▶ EXERCISE DETAILS
Can you reproduce the data beneath, keeping every line exact?

▶ MATERIAL TO PROCESS
━━━━
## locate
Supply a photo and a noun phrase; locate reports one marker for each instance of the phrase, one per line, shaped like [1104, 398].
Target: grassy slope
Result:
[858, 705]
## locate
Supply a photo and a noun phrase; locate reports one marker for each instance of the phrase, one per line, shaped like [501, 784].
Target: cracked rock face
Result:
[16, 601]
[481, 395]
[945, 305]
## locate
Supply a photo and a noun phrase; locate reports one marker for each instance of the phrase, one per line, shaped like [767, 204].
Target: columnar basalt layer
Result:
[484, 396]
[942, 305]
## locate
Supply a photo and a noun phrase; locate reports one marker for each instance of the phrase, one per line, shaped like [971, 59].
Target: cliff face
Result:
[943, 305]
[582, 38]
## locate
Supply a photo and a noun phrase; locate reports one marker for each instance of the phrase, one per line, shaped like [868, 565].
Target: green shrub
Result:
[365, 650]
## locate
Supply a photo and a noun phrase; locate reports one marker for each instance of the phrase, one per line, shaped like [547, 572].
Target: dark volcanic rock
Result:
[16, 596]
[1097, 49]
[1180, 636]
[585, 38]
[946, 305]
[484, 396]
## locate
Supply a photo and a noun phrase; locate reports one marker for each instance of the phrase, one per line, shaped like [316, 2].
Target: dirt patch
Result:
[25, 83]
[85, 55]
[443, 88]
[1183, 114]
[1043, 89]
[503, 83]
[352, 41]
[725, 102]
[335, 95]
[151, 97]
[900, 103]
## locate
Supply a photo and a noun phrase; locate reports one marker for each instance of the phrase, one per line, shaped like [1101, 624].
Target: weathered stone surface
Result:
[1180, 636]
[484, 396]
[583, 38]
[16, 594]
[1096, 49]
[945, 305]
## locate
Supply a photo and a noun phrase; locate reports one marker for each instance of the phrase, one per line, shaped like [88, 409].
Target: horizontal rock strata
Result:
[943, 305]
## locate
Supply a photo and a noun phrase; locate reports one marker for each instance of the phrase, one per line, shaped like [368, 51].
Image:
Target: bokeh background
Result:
━━━━
▶ SOLUTION TO THIS TASK
## locate
Supply a photo and a noun phrase; locate reports one marker for each instance of the phrase, one per line, shaped like [1104, 398].
Target: grassy slope
Result:
[858, 705]
## locate
Supply a photo and a noun phrase; locate reports one marker for each instance of the phrase, one per line, shaped like [501, 784].
Target: cracked rock face
Result:
[16, 601]
[481, 395]
[945, 305]
## locate
Supply a photo and a noun phrase; locate reports one marker for each instance of the phrase, one per line, shaped like [767, 204].
Target: columnar basalt layer
Result:
[484, 396]
[942, 305]
## locate
Supply a photo and a noun phrase; locate reports one marker for each instance of the phrase, one per line, shaped like [971, 59].
Target: cliff face
Result:
[943, 305]
[582, 38]
## locate
Supply a photo and a noun phrase; locate reports one marker for each instance of the phrase, one per line, shaped like [868, 565].
Target: green shrub
Result:
[365, 650]
## locate
Supply a photo and a noun phrase; locate reports one marker for each instance of the phrase, one per line, shaped like [547, 572].
Target: dark volcanic rock
Result:
[16, 596]
[1097, 49]
[1180, 636]
[585, 38]
[946, 305]
[484, 396]
## locate
Supply a photo and a noun phrase; locate reports one marker for each instance of the phrase, one per line, shaped like [316, 2].
Target: dirt patch
Result:
[25, 83]
[85, 55]
[443, 88]
[1183, 114]
[1043, 89]
[503, 83]
[352, 41]
[725, 102]
[335, 95]
[151, 97]
[900, 103]
## locate
Supply a photo and a noun phrase; locate reports one marker for each instance of the phrase, one per line, shaped like [1101, 624].
Target: weathered stone surface
Result:
[1180, 636]
[484, 396]
[583, 38]
[16, 594]
[1096, 49]
[945, 305]
## locate
Supply a photo and a noun phrase; locate reports one marker for each instance of the phrase, one per line, shaped like [88, 409].
Target: horizontal rock strata
Result:
[943, 305]
## locate
Supply a photo and a noun phrase; locate reports one marker for each instance of the phrase, one per line, shaped like [368, 51].
Image:
Target: bokeh background
Result:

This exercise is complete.